Tarefas a fazer
[a] Responda com base no texto sobre amor livre:
(i) Segundo o trecho que começa com "No entanto, quem ainda não experiencia Amor", essa pessoa sente-se traída pelo quê?
(ii) O que, segundo o texto, existe no relacionamento monogâmico?
(iii) De acordo com o comentário dirigido a Camila, a questão dos relacionamentos é um dos fatores mais presentes em quê?
[b] Prossiga com o texto sobre amor livre a partir da última frase apresentada.

Trecho exibido
--------------------------------

Enfim, quem ama, de verdade, não está caçando, não está num movimento de desejar intensamente obter novos prazeres, novas conquistas, nem tirar disto seu senso de identidade e de bem estar, nem confundir tal descontrole com uma necessidade, mas está aproveitando o que a vida lhe oferece, sem trair ninguém. Tudo ocorre de forma natural, sem esse “eu quero mais” que vem do ego. No entanto, quem ainda não experiencia Amor, e sim, a ilusão do controle sobre o outro, sente-se traído (a) pela liberdade de seu parceiro. Não compreende ainda que “Amar” não é querer para si, num ato de tentar se completar com aquilo, aquele ou aquela, mas é estar inteiro sempre e desfrutar do momento presente, relacionando-se com o estímulo, e não, o que pensamos e conceitualizamos sobre ele.
Não fui breve, mas será que fui à raiz?
E como fica a propriedade material e compartilhamento de bens no amor live? No monogâmico há o famoso “juntar os trapos” e, se for rico o suficiente, posteriormente a herança. E no relacionamento do amor livre, a propriedade privada continua ou é compartilhada com cada afeto? O amor livre que se sustenta na “não propriedade de indivíduos” não seria ele próprio a “neoliberalização” das relações?
Camila,
Olho esses comentários enormes e fico pensando qual a razão disso tudo para ostentar uma mentira?
Os chamados libertários possuem uma postura da porta pra fora e outra da porta pra dentro, e você sabe disso. Essa questão dos relacionamentos é um dos fatores mais presentes na dissolução de coletivos. Camaradas que lutavam juntos passam a se odiar. É um fracasso total. Por todo canto só houve destruição. A questão é que você quer culpar apenas os homens quando sabe que há muitos casos de mulheres e homos que deram problema. Alguém deixava de ficar com alguém e iniciava o ciúmes, as fofocas, a sabotagem, as discussões e, por fim, o ódio. Um ódio brutal.
Há casos de pessoas que são perseguidas por anos. Sabotadas, vilipendiadas. Coletivizar uma buceta, um pau, um cu não é tão simples como coletivizar uma panela de arroz, ou a salada do dia.
O tal do amor libertário é só tragédia com mais tragédia. São homens possessivos, mulheres possessivas, homos possessivos. Um fracasso sem gênero específico.

--------------------------------

(Entradas de dados salvas)
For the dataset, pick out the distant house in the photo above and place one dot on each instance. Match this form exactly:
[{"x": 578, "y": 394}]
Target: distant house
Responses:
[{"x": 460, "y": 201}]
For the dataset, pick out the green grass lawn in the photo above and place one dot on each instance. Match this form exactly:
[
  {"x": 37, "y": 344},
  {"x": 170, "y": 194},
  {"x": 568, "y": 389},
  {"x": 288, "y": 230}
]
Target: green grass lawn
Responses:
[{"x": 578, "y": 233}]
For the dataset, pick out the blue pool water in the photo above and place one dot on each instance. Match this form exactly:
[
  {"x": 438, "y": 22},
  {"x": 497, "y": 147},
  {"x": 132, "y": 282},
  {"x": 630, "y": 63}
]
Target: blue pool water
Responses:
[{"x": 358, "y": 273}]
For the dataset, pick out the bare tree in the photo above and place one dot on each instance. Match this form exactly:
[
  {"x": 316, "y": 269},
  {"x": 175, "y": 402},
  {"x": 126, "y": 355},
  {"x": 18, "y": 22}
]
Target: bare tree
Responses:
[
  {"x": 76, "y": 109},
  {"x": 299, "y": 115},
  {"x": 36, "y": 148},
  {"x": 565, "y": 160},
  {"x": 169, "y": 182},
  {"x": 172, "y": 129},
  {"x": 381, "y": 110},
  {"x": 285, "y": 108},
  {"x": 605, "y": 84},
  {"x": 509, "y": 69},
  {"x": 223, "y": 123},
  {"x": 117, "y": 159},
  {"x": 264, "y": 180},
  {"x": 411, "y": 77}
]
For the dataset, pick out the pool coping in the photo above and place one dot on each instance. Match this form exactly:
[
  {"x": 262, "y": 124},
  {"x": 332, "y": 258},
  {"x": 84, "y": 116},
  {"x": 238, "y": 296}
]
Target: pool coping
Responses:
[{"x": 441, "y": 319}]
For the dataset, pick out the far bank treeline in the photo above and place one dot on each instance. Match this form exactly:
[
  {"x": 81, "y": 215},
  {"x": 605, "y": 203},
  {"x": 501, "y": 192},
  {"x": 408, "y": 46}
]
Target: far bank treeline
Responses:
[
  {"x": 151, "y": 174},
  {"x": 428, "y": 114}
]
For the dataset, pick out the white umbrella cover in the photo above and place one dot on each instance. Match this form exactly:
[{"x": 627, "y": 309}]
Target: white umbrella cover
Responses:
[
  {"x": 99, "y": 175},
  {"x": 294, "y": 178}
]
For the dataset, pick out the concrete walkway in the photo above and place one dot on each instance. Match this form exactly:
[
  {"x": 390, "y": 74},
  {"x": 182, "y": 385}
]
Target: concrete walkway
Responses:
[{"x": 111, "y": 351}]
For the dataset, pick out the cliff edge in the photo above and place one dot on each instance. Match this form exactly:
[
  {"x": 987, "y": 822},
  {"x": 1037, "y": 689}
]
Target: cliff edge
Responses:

--------------------------------

Respostas dadas
[a]
(i) Pela liberdade de seu parceiro.
(ii) O famoso "juntar os trapos" e, se a pessoa for rica o suficiente, posteriormente a herança.
(iii) Na dissolução de coletivos.

[b]
A força de "Amores Plurais" reside em dois pilares: em primeiro lugar, a reflexão não está circunscrita ao campo teórico, adotado com pertinência pela autora; é resultado de um processo de experimentação. É a vivência de Amanda que lhe permite concluir, a cerca do amor, que este pode ser multiplicado e libertado - neste sentido, a sua vida é o seu "laboratório", o que nos remete ao segundo pilar do texto: a coragem de abordar o tema com a clareza exigida, com maturidade e consistência. Trata-se, afinal, do que há de mais humano ( demasiado humano ) em nós e que muitas outras mulheres relegaram à contenção.
Algo que esqueci de dizer:
Existem fatores econômicos e estéticos a dividir os grupos amorosos. Os militantes mais feios são secundarizados, os mais pobres não entram na trepação da turma de classe média. Um deficiente físico vai passar a militância toda sem se envolver com ninguém. Enfim, a mesma hierarquia. Os mais bonitos, classe média e simpáticos conseguem mais relacionamentos enquanto outros ficam no limbo.
Nada muda. É suruba apenas como qualquer outra e pegação como qualquer outro. Há ainda os padrões morais que definem quem pode ser aceito ou não. Transformar um grupo de luta social num grupo amoroso só traz prejuízos. Ainda mais no Brasil onde a predileção da esquerda é devorar a esquerda.
Por que será que você é “atacada” heim Camila? Agora, se alguém diz que o livro de uma autor é limitado, isto é visto como ataque. Espero que não chame a polícia para os que discordem de você.
A questão é que você aproveitou o debate para colocar seu ponto de vista misândrico apontando apenas os homens como opressores. Como sou homem e não pretendo ser vitimado, tenho que me defender. E apenas disse que o problema da possessão e das relações de poder nos relacionamentos não tem sexo. Conheci lésbicas opressoras, homens opressores, gays opressores, mulheres opressoras. E quando afirmei sobre a Globo é que nas suas novelas ela tem mostrado justamente gays opressores, coisa que você oculta ou não consegue ver em teu discurso misândrico.
Olha só, a discussão está crescendo e a polêmica também. Vamos lá, tentar ao menos, responder partes das provocações:
Pseudônimo II – Eu não acho que as assimetrias nos relacionamentos independam dos gêneros, visto que eu parto de uma perspectiva de uma relação assimétrica histórica, entre homens e mulheres. E não trato isso como “guerra dos sexos”, mas como machismo.
Agora, digo isso, dentro de um espectro amplo e, isso não quer dizer que, ao colocar que, culturalmente, muitos homens da esquerda utilizam teoricamente o “amor livre”, mas que se pautam em práticas das mais tradicionais e opressoras, que nego a existência de sexismo entre mulheres e nas relações homossexuais.
Talvez suas experiências te levem a ver sobre outra ótica, as minhas me levam a ver o contrário.
Coloquial – Não é uma questão de “culpar” os homens, mesmo porque a culpa é um sentimento bem dentro de um tradicionalismo cristão, e não estou dialogando dentro dessa perspectiva. Estou partindo de uma análise que tem um lugar teórico e que fica claro quando escrevo.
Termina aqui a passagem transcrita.